TASK LIST
1. Using the literary news excerpt, decide whether each statement agrees with it: (a) Goma's novels began appearing in translation in France and Germany in the early 1970s; (b) Goma returned to Romania after the regime collapsed in 1989; (c) Takashima's novel The Pandemic was published in 2008. For each, answer yes or no and quote the words of the excerpt that settle it.
2. Write the next part of the literary news excerpt, picking up right after its final sentence.

[[ STUDY TEXT open ]]

Coming from a family that had fled persecution during the Soviet occupation of Bessarabia, he was already on the radar of the secret police by his adolescence, and was kicked out of university for dissident activity. Unable to continue his studies, he served as a manual labourer after years of incarceration, torture, and house arrest. His novels began to be published in translation in France and Germany in the early 1970s. In 1977, his letters of criticism to Ceauşescu and to the CSCE (appealing for respect of human rights in Romania) led to the dictator stripping Goma of his Romanian citizenship. After his expulsion, he lived in France for the rest of his life as a stateless person, criticizing the regime from afar until its collapse in 1989.

According to the medical team that cared for him, the author passed away peacefully. His ashes will be interred at the Crematorum of Père Lachaise Cemetery. We remember Paul Goma for his legacy of courage and morality and mourn his loss.

Xiao Yue Shan, Assistant Blog Editor, reporting from Japan

Springtime in Tokyo is an indisputable gift. Though the huge numbers of citizens suffering from hay fever may protest, even they are neutralized by the sudden and impetuous appearance of the city in blooming season, the greys and hardened edges overwhelmed by colour, the near-mystical evidences of life, willing out.

The literary world of Tokyo is most demonstrably affected in these crippling times by the huge increase in demand for, and subsequent generous reprinting of, genre author 高嶋哲夫 Tetsuo Takashima’s 2013 novel, 首都感染 (The Pandemic). The narrative, taking place during an undetermined future, centers on a deadly flu originating from China during the World Cup; having no other options but containment, the Tokyo government instigates a city-wide lockdown. Tetsuo is famed for writing “prescient” works; in 2008, his novel 津波 (Tsunami) detailed a devastating earthquake and tsunami hitting the Tokai region of Japan, ravaging the landscape and leaving in its wake the wreckage of a nuclear plantthree years before the horrific earthquake off the coast of Tohoku and the Fukushima nuclear disaster. Of course, the magic can be explained away with simple rationale: Japan’s particular geographical vulnerabilty to natural disasters, and an omnipresence of viruses as central tropes of genre fiction. Additionally, there is one aspect of reality that was not enacted in his writing.

[[ STUDY TEXT closed ]]
[[ RECORDED INFORMATION open ]]

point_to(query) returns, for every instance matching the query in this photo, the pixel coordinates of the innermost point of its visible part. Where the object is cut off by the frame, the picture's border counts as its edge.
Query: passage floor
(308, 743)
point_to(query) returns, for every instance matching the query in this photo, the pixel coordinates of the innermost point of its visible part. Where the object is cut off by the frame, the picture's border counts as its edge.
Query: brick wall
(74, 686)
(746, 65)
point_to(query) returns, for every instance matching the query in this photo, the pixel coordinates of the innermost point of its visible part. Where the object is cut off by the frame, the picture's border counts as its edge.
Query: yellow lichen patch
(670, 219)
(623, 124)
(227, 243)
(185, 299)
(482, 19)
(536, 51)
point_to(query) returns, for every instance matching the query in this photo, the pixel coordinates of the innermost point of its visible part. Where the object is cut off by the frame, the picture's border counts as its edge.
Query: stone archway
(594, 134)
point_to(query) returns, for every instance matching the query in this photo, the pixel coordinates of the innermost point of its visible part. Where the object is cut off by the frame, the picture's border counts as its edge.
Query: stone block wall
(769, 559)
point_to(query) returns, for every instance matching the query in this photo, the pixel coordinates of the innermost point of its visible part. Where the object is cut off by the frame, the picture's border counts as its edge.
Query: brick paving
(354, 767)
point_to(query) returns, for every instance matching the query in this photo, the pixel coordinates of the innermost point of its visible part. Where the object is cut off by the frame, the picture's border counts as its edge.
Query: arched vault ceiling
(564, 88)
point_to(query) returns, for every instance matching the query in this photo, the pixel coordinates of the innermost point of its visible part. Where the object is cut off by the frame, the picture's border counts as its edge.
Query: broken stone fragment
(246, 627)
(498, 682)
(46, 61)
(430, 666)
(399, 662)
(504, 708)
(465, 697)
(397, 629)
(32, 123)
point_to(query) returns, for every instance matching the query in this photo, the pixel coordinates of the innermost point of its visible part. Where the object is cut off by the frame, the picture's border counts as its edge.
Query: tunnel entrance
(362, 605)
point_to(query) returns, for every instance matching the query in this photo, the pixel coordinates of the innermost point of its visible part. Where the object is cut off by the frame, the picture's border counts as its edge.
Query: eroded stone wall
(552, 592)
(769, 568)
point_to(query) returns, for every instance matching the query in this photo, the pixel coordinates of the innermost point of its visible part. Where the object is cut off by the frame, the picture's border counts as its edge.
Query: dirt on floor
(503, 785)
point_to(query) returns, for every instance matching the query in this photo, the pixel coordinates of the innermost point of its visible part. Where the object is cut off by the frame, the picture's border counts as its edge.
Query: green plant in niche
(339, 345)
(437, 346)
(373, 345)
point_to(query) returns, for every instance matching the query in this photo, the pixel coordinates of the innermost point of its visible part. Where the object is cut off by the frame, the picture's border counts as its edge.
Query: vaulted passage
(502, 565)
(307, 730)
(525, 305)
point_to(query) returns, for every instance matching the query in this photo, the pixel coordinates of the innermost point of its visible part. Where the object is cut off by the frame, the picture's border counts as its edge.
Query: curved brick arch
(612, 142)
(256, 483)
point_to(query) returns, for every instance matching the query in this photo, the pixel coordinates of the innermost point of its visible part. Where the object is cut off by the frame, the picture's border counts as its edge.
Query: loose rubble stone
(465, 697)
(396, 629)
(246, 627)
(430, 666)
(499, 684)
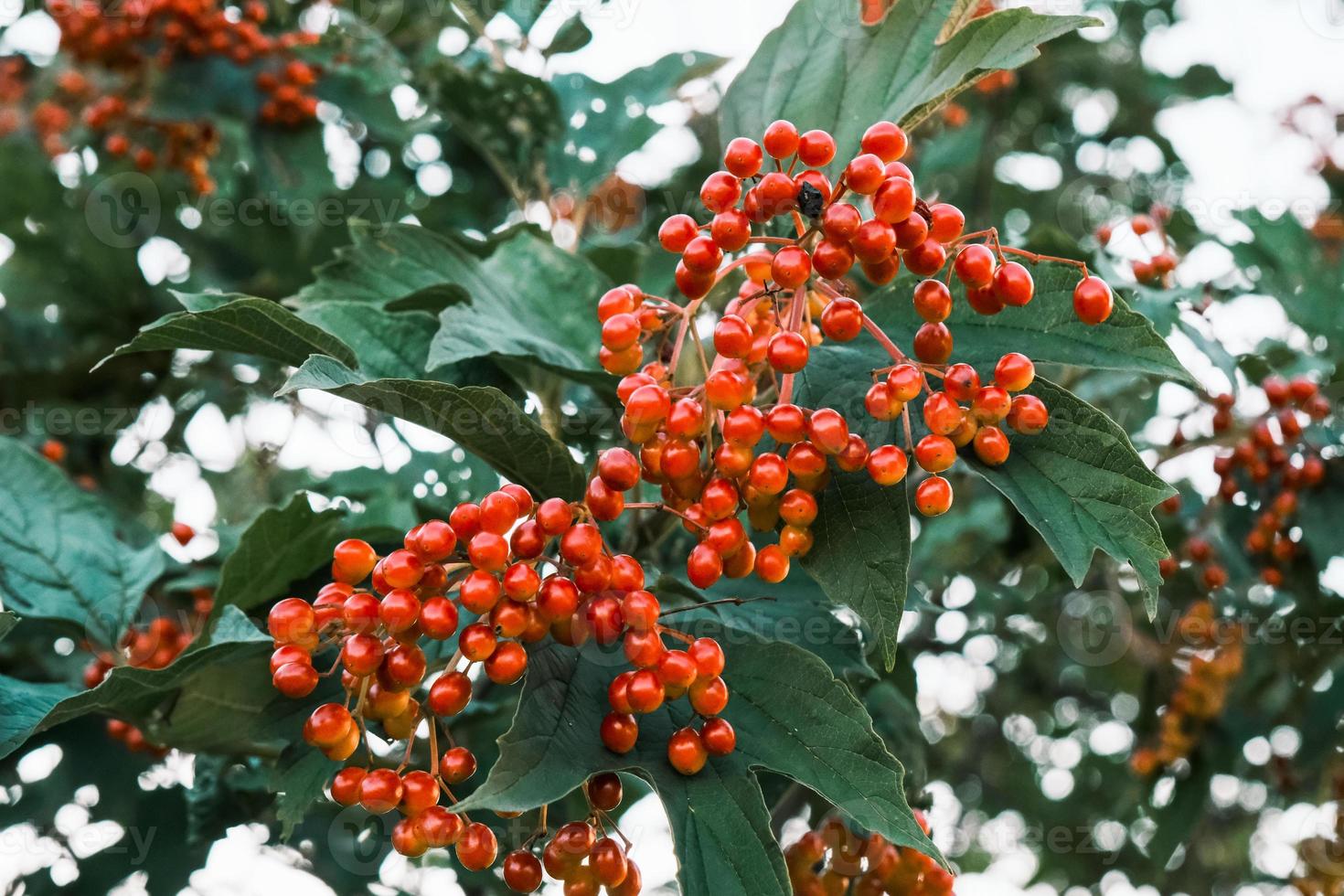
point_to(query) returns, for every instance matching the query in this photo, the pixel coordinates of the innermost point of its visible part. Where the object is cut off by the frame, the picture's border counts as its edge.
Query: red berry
(926, 258)
(991, 445)
(457, 764)
(380, 792)
(522, 872)
(1015, 371)
(864, 174)
(887, 465)
(791, 266)
(840, 222)
(948, 222)
(884, 140)
(933, 301)
(816, 148)
(720, 738)
(841, 320)
(788, 352)
(703, 566)
(687, 752)
(1029, 415)
(894, 200)
(352, 560)
(933, 496)
(975, 266)
(477, 848)
(346, 784)
(933, 343)
(743, 157)
(1092, 300)
(620, 731)
(935, 453)
(605, 790)
(1012, 285)
(449, 693)
(781, 139)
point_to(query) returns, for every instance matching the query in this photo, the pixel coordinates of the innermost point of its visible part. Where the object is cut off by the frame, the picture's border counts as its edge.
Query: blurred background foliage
(1017, 736)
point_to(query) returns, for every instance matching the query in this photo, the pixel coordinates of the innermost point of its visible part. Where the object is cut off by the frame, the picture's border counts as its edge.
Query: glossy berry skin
(608, 861)
(1029, 415)
(933, 301)
(1015, 371)
(618, 732)
(933, 343)
(975, 266)
(522, 872)
(781, 139)
(449, 693)
(1012, 285)
(788, 352)
(687, 752)
(1093, 300)
(457, 764)
(477, 848)
(605, 790)
(841, 320)
(933, 496)
(884, 140)
(864, 174)
(675, 235)
(935, 453)
(718, 736)
(743, 157)
(887, 465)
(346, 784)
(991, 445)
(791, 268)
(380, 792)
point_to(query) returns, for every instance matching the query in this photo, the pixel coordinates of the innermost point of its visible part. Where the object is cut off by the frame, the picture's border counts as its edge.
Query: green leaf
(281, 546)
(795, 612)
(388, 346)
(860, 555)
(808, 727)
(1083, 486)
(59, 555)
(862, 552)
(606, 121)
(1047, 329)
(823, 69)
(481, 420)
(395, 263)
(300, 778)
(7, 623)
(526, 300)
(144, 696)
(240, 324)
(538, 304)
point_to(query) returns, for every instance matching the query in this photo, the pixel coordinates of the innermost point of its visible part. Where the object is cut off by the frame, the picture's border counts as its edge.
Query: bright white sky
(1275, 51)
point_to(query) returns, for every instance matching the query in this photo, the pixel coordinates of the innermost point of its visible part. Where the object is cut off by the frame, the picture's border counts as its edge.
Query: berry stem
(735, 602)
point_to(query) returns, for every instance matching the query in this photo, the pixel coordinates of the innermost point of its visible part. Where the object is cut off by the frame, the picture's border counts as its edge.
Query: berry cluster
(699, 441)
(1210, 655)
(834, 860)
(149, 646)
(488, 560)
(581, 855)
(1269, 466)
(113, 102)
(1148, 229)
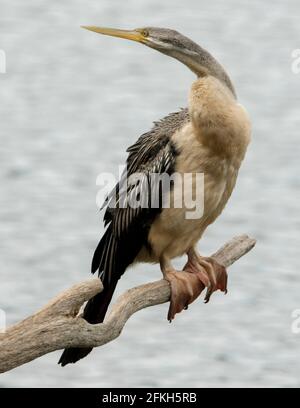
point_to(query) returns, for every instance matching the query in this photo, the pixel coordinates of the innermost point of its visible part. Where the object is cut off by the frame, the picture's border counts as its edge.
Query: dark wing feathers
(127, 228)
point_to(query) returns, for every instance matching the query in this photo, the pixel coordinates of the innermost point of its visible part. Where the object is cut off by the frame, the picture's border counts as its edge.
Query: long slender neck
(202, 63)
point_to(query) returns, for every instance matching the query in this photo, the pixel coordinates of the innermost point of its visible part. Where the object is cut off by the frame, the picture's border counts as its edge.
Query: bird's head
(174, 44)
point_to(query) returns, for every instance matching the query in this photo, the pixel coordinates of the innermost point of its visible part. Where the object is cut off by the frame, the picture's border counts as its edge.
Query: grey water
(71, 102)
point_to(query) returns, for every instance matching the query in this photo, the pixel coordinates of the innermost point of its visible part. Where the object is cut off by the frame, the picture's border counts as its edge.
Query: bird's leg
(185, 287)
(212, 274)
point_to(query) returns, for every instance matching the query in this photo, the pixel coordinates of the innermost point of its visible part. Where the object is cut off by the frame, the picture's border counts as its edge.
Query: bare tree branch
(58, 325)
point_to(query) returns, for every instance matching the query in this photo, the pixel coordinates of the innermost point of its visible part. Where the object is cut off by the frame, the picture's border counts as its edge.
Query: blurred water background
(70, 103)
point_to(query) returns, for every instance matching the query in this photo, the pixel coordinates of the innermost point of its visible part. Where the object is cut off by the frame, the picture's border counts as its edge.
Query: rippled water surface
(71, 102)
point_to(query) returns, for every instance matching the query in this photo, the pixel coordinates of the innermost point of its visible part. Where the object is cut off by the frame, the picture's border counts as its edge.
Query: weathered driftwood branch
(58, 325)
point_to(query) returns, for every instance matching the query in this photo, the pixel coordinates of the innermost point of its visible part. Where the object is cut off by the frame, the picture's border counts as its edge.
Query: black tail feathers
(94, 312)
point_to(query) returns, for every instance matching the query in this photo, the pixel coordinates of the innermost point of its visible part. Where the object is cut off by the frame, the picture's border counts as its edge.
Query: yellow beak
(133, 35)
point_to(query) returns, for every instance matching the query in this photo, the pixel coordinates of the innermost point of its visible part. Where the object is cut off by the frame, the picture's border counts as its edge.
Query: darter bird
(209, 137)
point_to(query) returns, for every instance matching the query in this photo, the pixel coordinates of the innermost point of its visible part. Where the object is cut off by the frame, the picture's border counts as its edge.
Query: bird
(209, 137)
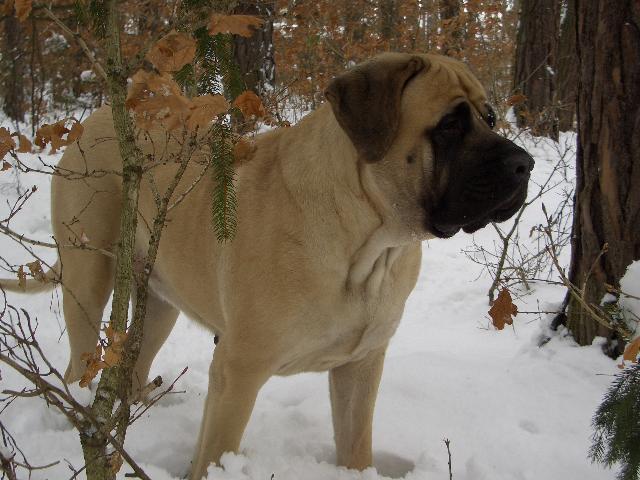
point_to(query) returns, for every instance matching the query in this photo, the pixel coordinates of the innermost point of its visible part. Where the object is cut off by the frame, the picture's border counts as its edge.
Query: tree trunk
(452, 27)
(535, 65)
(13, 61)
(388, 21)
(254, 55)
(607, 203)
(567, 91)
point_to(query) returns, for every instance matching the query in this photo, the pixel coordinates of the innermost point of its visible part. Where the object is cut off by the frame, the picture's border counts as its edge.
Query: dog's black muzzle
(486, 182)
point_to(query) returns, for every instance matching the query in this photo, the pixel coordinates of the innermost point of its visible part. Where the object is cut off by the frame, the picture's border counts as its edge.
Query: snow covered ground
(513, 410)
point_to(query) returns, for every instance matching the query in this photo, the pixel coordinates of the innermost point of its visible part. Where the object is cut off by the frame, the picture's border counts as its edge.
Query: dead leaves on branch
(503, 310)
(8, 144)
(157, 100)
(54, 134)
(106, 357)
(243, 25)
(631, 352)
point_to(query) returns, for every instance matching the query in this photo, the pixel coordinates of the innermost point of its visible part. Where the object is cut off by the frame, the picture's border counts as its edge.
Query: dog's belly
(352, 333)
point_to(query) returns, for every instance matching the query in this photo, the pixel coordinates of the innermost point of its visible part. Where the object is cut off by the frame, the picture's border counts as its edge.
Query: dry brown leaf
(516, 99)
(172, 52)
(35, 268)
(23, 9)
(243, 25)
(24, 144)
(22, 278)
(94, 365)
(6, 142)
(157, 99)
(503, 309)
(52, 134)
(631, 351)
(204, 109)
(75, 133)
(250, 104)
(7, 8)
(115, 462)
(113, 351)
(243, 150)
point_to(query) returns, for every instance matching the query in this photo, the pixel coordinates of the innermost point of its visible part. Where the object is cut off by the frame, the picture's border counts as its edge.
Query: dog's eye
(491, 116)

[[ RECORDED INFORMATION closed ]]

ANSWERS FOR EACH ITEM
1.
(a) Yes: "His novels began to be published in translation in France and Germany in the early 1970s."
(b) No: "he lived in France for the rest of his life as a stateless person."
(c) No: "Tetsuo Takashima’s 2013 novel, 首都感染 (The Pandemic)."

2.
It is technically illegal in Japan to enforce city-wide lockdowns in the examples of Italy or China. The ministry is unable to shut down public transportation, nor are they allowed to forcibly enact stay-home measures; free movement is a fundamental right for Japanese citizens and residents. Daily life continues, but as Minae Mizumura said in her pandemic journal for the NYRB: “A life of semi-isolation hardly bothered me, because, as an aging novelist, I’d been leading such a life for years anyway, knowing that the time left for me to write was limited, with or without the deadly virus floating in the air.”

The fact that we seek literature as a cartography for these times reinstill the vitality to continue writing, continue supporting local presses and booksellers, and most importantly, continue orienting our minds around a future that does not solely revolve around our current devastation. What was predicted may come to pass, but if there is anything to be learned from literature, it is that where human knowledge knows limits, human imagination does not.